**Request**: Return every line of the listing that contains the word "road".

**Available records**:
_ _ _ _ _

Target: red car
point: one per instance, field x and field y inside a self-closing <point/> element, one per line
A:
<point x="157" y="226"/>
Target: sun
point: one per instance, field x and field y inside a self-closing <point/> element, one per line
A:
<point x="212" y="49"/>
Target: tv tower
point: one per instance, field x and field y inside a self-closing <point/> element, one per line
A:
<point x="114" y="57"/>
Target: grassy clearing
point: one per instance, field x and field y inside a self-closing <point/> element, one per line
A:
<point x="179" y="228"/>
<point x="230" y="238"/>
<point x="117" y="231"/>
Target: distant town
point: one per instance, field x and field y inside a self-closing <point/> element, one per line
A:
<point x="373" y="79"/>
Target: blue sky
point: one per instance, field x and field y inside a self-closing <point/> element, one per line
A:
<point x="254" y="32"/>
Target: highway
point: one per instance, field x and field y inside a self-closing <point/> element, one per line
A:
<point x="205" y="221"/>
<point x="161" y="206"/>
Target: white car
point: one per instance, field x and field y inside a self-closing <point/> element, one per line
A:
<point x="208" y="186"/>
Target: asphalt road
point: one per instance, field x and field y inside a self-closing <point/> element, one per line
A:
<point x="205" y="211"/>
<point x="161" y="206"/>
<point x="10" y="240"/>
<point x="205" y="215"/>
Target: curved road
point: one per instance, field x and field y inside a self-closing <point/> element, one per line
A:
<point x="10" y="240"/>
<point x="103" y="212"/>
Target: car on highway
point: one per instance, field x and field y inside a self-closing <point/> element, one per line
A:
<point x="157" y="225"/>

_ _ _ _ _

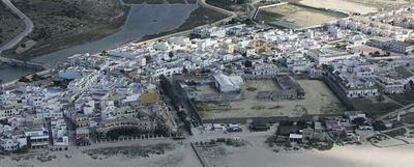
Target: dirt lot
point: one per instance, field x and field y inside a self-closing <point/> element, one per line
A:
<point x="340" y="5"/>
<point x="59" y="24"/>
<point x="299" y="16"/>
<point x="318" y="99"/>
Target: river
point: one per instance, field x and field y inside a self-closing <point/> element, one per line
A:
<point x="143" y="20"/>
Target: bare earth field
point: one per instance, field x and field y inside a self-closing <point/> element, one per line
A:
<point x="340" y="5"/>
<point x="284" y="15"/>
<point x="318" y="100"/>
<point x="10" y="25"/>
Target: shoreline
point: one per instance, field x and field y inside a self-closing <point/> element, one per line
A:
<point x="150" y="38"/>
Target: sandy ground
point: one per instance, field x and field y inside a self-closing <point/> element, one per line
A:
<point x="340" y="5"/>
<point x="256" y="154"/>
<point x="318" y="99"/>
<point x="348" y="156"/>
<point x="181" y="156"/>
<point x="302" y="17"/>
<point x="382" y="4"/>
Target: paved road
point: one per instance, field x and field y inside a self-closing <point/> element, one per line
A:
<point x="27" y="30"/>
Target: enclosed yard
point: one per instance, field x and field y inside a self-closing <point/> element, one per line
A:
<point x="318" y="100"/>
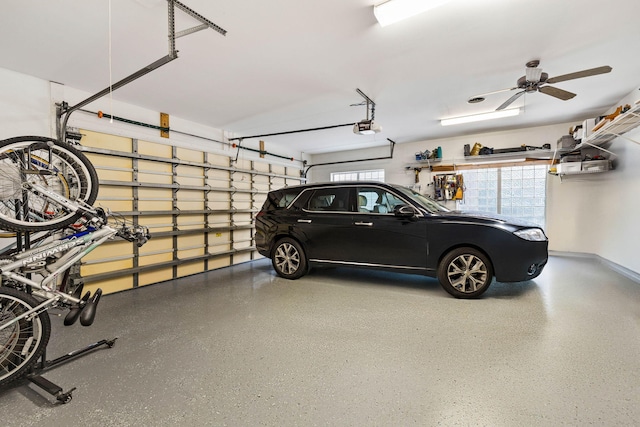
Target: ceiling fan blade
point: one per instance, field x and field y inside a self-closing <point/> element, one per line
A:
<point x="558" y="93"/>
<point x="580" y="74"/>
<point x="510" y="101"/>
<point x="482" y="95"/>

_ _ _ _ _

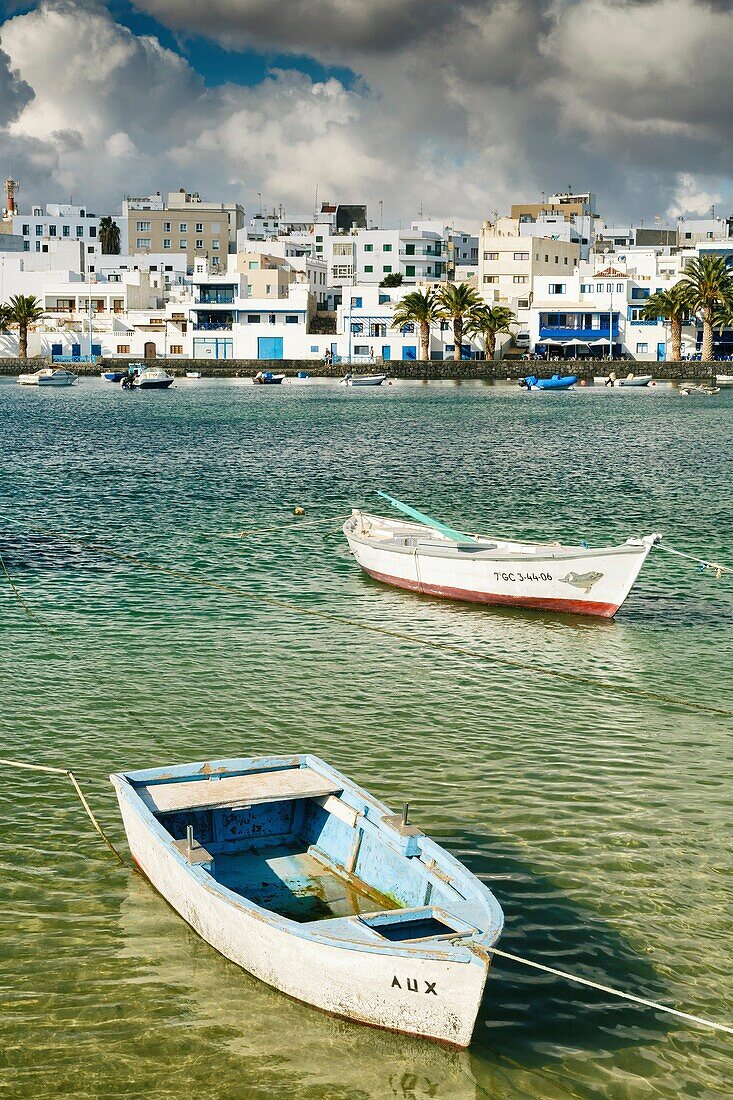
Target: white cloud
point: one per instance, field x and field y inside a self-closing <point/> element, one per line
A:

_ _ _ _ _

**Correct result**:
Target: asphalt road
Target: curved road
Target: paved road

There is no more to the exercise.